### Tasks and exercises
1. Decide whether each statement below agrees with the burner nozzle passage: (a) the flame spreader on a clothes dryer burner is formed as one piece with the nozzle; (b) conventional gas dryer burner nozzles typically produce a flame about one foot long; (c) heated gases pass through a screen before reaching the rotatable drum. Answer yes or no for each, quoting the words that settle it.
2. Write out everything in the burner nozzle passage from "Typical gas dryer" down to "formed burner tube.".
3. According to the burner nozzle passage, what feature characterizes the burner described in the summary of the invention?

In furnaces, a plurality of burner nozzles are typically arranged side-by-side and are designed for cross-ignition of the gas in adjacent nozzles. One conventional nozzle has two plenum chambers located at an outlet end of the venturi tube. Each plenum chamber has a thin outlet slit along its side edges. Flame released from the side outlet slits of one nozzle ignites gas from an adjacent nozzle.
Clothes dryer burners are horizontally fired into ducts of the dryer. The ducts shield the open flame and force the heated gases in the desired direction. The burner may include an attachment known as a flame spreader which is separately formed from the nozzle, mounted such as by welding to the nozzle and axially spaced from the outlet opening of the nozzle. One function of a flame spreader is to prevent upward lifting or curling of the flame as it travels horizontally. The flame spreaders are disposed in the flame and thus, are exposed to relatively high temperatures. This requires the flame spreaders to be fabricated from metals or coated with materials which can withstand this high temperature environment.
Conventional gas dryer burner nozzles typically produce flame having a length of, for example, about one foot. However, space is limited in the dryer. Long flame lengths may result in inefficient heat transfer between the flame and air inside the duct work, overheating of the duct work, or an increase in the cost of the dryer due to the use of enough duct work to accommodate the long flame. Heated gases from the horizontal flame are typically directed through a 90° elbow, generally vertically to another 90° elbow, through a screen and then into a rotatable drum in which clothes are dried.
Typical gas dryer burner nozzles can be difficult and relatively expensive to manufacture. Such burner nozzles are fabricated by a practice of forming a venturi tube from tubing and welding a stamped flame spreader to an end of the formed burner tube.
SUMMARY OF THE INVENTION
The present invention is directed to a burner nozzle for producing a shaped and/or shortened flame for efficient heat transfer. The burner is characterized by a curved head with an imperforate portion for shaping the flame. The burner is particularly well suited for use in clothes dryers where a flame that is spread out transverse to the direction of gas flow and that has a reduced length, is desired. A burner nozzle produced in accordance with the present invention reduces the fabrication costs and results in efficient heat transfer.

### Provided material

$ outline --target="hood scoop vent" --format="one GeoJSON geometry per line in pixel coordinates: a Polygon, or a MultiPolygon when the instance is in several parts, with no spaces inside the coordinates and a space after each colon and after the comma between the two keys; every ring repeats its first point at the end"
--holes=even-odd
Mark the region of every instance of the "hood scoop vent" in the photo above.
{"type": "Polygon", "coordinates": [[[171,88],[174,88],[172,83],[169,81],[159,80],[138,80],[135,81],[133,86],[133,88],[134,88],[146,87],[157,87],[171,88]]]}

### Answers for the exercise
1.
(a) No: "separately formed from the nozzle"
(b) Yes: "produce flame having a length of, for example, about one foot"
(c) Yes: "through a screen and then into a rotatable drum"

2.
Typical gas dryer burner nozzles can be difficult and relatively expensive to manufacture. Such burner nozzles are fabricated by a practice of forming a venturi tube from tubing and welding a stamped flame spreader to an end of the formed burner tube.

3. A curved head with an imperforate portion for shaping the flame.